Excerpt to read:

Clean Air Act 1956
- Parliament of the United Kingdom
- Long title: An Act to make provision for abating the pollution of the air.
- Citation: 4 & 5 Eliz. 2. c. 52
- Introduced by: Gerald Nabarro (Commons)
- Territorial extent: United Kingdom

Dates
- Royal assent: 5 July 1956
- Commencement: 31 December 1956; 1 June 1956;
- Repealed: 17 August 1993

Other legislation
- Amends: Railways Clauses Consolidation Act 1845; Railways Clauses Consolidation (Scotland) Act 1845; Towns Improvement Clauses Act 1847; Regulation of Railways Act 1868; Burgh Police (Scotland) Act 1892; Public Health (Scotland) Act 1897; Public Health Act 1936; Public Health (London) Act 1936;
- Repeals/revokes: Smoke Nuisance (Scotland) Act 1857; Smoke Nuisance (Scotland) Act 1865; Public Health (Coal Mine Refuse) (Scotland) Act 1939; Public Health (Coal Mine Refuse) Act 1939;
- Amended by: London Government Act 1963; Clean Air Act 1968; Statute Law (Repeals) Act 1974; Statute Law (Repeals) Act 1981; Energy Act 1983; Control of Smoke Pollution Act 1989;
- Repealed by: Clean Air Act 1993
- Relates to: Smoke Nuisance Abatement (Metropolis) Act 1853; Smoke Nuisance Abatement (Metropolis) Act 1856; Public Health (London) Act 1891; Clean Air Act 1968; Clean Air Act 1993;

Status: Repealed

Text of statute as originally enacted

Revised text of statute as amended

Text of the Clean Air Act 1956 as in force today (including any amendments) within the United Kingdom, from legislation.gov.uk.

= Clean Air Act 1956 =

Act of the Parliament of the United Kingdom

The Clean Air Act 1956 (4 & 5 Eliz. 2. c. 52) was an act of the Parliament of the United Kingdom enacted principally in response to London's Great Smog of 1952. It was sponsored by the Ministry of Housing and Local Government in England and the Department of Health for Scotland, and was in effect until 1993.

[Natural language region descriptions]
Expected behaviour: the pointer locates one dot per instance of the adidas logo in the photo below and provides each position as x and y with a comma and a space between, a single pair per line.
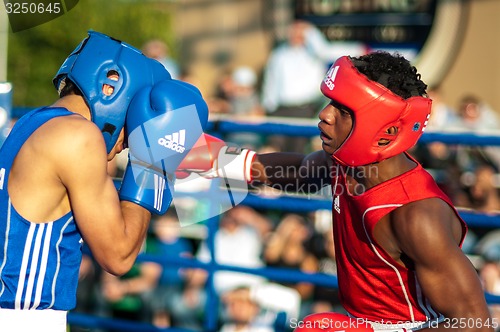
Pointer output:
175, 141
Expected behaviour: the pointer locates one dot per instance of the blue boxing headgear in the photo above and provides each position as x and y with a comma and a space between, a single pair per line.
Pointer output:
90, 66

Assignment 1: Reproduce verbatim the part of the Clean Air Act 1956 page that begins at the words "Text of the" and ends after the words "effect until 1993.".
Assignment 2:
Answer these questions from the Clean Air Act 1956 page:
(a) On what date did the act receive royal assent?
(b) Who introduced the act in the Commons?
(c) Which two bodies sponsored the act?
Assignment 3: List every act that the Clean Air Act 1956 page says this act repealed or revoked.

Written solution 1:
Text of the Clean Air Act 1956 as in force today (including any amendments) within the United Kingdom, from legislation.gov.uk.

= Clean Air Act 1956 =

Act of the Parliament of the United Kingdom

The Clean Air Act 1956 (4 & 5 Eliz. 2. c. 52) was an act of the Parliament of the United Kingdom enacted principally in response to London's Great Smog of 1952. It was sponsored by the Ministry of Housing and Local Government in England and the Department of Health for Scotland, and was in effect until 1993.

Written solution 2:
(a) 5 July 1956
(b) Gerald Nabarro
(c) The Ministry of Housing and Local Government in England and the Department of Health for Scotland

Written solution 3:
- Smoke Nuisance (Scotland) Act 1857
- Smoke Nuisance (Scotland) Act 1865
- Public Health (Coal Mine Refuse) (Scotland) Act 1939
- Public Health (Coal Mine Refuse) Act 1939